Information overload is only part of the problem. To manage our reputation across multiple communities, we need to tap into the torrent of information and share it in a targeted, strategic, way. Different systems attract different crowds, and each has a distinctive set of values and expectations. To key into crowds, you need to feed them appropriate gifts – content that will appeal to the specific community (or communities) you are addressing.
By filtering content and selecting choice gifts for specific crowds, we create prismatic, multi-faceted, identities. If we are playing the reputation game correctly, the identity that we create on, say, LinkedIn will be subtly different to the identity that we create on Tumblr or Facebook. There is nothing inauthentic about this, assuming that we allow that our identities are multi-faceted in the first place. The real problem is the stress and difficulty of maintaining this activity over time. The challenge of engaging with multiple flows of information and selecting choice content for multiple communities puts many people off. It is not just the time it takes to process the information on various channels. It is the pressure and anxiety involved in figuring out what information to push to different crowds in order to create a specific type of identity. On some level, most users are aware that the crowd is watching them and judging them on the basis of what they share. Their reputation is at stake and they don’t want to make a misstep and feel foolish (or worse!) as a result.
But social media shouldn’t be this hard. Engaging with multiple communities should be simple, fun, and intuitive. The key (surprise, surprise!) is to make the experience social. We need to build real relationships based in common values and interests. We need to build tribes.
Tribes and crowds and two different things. Crowds are the undifferentiated mass of users who congregate on this or that social media site. Each site draws a different crowd. Spend time on the site and you’ll get a feel for them. Usually the most popular and active users give you a good indication of what the crowd is like. However, you’ll never get up close and personal with crowds.
Tribes are different. A tribe is made up of specific individuals with whom you have established a personal connection. Tribes emerge out of sharing circles, when small groups circulate content amongst one another. As we share with one another, we take on definite identities for the people that we share with. We emerge out of indifferentiation and stand out from the crowd.
Tribes make social media simple. With a tribe on each site, the business of sharing and engaging across multiple channels becomes much, much easier. Tribes act as content curators, filtering out and sharing relevant material from the overwhelming flow. Tribes serve as targets for our acts of social sharing, putting a human face on the crowd and giving us a sense of who we are speaking to. Tribes echo our key values and interests, providing us with the sense of confirmation we need to make us feel like we are engaged in a genuine social activity.
1. Filtering: tribes as content curators
When you are engaging with multiple social media sites simultaneously, there is no way you can keep up with the flow of information. With a tribe on each site, you have a sharing circle that acts as a content filter. The tribe selects quality content from out of the flow and delivers it directly to you. Often, in sharing this content, the tribe adds value to it by framing it in a way that makes it easy to understand, or contextualise it to give it meaning.
Olga Kravets, a netnographer, offers a colourful metaphor for understanding the curation process. As Elia Morling explains, Kravets proposes that we think of our tribespeople as like dumpster divers, who ‘rummage through heaps of garbage to find useful stuff that can be re-purposed. When they are done they bring forth their scavenged gifts to their tribe’.
+++
EXERCISE BRIEF:
Return a section of the tribes passage word for word: begin at the words "But social media" and stop after "personal with crowds.". The items below the tribes passage come from a separate source.

(Region annotation entries)
+++
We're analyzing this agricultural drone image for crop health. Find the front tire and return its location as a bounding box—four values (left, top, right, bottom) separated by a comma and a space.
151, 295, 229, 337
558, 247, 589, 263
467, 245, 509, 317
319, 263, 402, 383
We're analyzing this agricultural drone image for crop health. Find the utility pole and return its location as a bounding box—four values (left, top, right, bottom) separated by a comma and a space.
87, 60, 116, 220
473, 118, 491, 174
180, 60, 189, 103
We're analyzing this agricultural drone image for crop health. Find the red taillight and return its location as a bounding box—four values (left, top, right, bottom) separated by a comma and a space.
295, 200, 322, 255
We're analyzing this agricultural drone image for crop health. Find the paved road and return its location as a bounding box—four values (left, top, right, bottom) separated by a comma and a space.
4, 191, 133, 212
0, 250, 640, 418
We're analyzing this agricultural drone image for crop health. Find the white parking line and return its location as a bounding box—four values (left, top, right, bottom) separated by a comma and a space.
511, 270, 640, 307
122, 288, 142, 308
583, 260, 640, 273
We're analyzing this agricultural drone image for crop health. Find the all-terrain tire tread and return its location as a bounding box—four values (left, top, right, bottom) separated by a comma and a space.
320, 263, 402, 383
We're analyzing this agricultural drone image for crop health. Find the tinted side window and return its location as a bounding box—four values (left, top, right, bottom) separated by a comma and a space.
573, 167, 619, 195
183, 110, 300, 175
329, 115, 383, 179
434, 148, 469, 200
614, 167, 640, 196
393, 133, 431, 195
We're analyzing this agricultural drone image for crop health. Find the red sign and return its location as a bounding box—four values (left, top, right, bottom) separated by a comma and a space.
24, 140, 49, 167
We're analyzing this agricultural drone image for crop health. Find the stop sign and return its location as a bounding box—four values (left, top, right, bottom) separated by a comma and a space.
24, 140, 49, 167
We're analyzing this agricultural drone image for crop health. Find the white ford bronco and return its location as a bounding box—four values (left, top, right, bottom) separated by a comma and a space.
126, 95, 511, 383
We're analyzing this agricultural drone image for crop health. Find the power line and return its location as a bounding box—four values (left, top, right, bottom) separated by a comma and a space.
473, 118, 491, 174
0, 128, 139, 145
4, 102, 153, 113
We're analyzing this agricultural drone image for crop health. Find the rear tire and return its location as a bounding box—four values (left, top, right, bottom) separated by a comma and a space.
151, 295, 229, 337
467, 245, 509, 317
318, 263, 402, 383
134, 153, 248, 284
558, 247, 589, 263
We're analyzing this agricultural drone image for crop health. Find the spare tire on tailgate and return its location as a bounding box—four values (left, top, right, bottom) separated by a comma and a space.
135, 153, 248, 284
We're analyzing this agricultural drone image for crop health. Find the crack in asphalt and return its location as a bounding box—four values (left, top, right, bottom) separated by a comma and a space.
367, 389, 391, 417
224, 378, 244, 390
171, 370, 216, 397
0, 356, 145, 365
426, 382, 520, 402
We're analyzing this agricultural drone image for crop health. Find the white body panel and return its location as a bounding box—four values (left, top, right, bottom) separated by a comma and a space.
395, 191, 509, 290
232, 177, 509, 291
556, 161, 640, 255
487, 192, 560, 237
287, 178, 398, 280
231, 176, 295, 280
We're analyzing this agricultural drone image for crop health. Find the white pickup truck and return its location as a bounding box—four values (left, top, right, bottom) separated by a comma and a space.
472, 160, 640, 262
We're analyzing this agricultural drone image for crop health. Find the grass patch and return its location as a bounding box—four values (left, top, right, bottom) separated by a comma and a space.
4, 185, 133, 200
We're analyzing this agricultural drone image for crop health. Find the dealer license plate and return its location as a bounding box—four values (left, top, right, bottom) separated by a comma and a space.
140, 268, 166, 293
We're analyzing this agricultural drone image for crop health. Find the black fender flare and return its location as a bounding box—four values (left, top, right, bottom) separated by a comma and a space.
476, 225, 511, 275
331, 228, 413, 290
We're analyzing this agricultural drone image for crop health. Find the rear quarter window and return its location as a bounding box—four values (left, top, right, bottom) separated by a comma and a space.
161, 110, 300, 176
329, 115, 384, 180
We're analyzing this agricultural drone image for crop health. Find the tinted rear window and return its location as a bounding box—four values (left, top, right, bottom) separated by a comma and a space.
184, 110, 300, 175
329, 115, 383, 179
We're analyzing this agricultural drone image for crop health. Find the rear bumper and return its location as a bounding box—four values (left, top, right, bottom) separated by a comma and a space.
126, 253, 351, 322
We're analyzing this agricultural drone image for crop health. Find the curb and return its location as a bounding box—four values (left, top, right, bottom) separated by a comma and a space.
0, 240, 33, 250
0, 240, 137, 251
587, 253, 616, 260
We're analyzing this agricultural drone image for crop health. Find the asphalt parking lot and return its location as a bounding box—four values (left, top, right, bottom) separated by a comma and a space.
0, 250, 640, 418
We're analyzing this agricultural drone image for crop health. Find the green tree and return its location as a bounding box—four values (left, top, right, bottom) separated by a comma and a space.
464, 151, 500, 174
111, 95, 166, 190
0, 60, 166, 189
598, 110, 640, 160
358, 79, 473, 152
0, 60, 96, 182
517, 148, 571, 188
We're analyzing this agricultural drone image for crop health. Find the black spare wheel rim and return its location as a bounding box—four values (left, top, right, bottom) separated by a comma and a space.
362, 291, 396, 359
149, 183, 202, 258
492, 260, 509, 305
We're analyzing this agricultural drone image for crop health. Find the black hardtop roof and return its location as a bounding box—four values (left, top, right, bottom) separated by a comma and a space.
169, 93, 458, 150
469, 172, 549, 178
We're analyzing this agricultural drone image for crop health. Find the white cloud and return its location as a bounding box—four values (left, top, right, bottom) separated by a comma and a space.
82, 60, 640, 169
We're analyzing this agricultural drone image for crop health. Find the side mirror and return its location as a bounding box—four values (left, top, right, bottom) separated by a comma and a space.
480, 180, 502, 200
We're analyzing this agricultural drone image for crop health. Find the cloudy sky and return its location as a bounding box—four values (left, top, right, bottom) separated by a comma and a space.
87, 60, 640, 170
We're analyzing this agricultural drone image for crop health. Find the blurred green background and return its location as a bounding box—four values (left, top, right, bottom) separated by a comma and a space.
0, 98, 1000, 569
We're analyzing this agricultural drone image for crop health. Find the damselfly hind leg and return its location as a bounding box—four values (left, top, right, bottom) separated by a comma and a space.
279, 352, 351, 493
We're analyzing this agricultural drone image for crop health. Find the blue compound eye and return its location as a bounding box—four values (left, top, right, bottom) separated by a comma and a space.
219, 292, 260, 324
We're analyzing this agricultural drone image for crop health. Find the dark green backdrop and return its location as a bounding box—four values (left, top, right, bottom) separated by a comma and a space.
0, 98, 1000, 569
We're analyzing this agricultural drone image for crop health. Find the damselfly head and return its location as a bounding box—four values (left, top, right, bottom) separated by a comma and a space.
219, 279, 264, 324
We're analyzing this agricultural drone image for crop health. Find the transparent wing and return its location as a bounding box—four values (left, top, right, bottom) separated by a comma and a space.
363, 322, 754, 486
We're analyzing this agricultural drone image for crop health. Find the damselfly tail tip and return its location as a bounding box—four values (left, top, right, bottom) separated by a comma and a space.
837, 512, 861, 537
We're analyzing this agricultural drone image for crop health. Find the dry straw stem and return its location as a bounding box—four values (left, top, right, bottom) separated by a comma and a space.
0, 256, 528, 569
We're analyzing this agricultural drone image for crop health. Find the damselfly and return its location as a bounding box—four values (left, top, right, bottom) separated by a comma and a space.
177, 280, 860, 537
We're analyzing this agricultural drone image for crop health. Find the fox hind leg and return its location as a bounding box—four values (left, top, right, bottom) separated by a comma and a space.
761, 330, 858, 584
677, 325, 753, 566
+++
EXERCISE RESPONSE:
But social media shouldn’t be this hard. Engaging with multiple communities should be simple, fun, and intuitive. The key (surprise, surprise!) is to make the experience social. We need to build real relationships based in common values and interests. We need to build tribes.
Tribes and crowds and two different things. Crowds are the undifferentiated mass of users who congregate on this or that social media site. Each site draws a different crowd. Spend time on the site and you’ll get a feel for them. Usually the most popular and active users give you a good indication of what the crowd is like. However, you’ll never get up close and personal with crowds.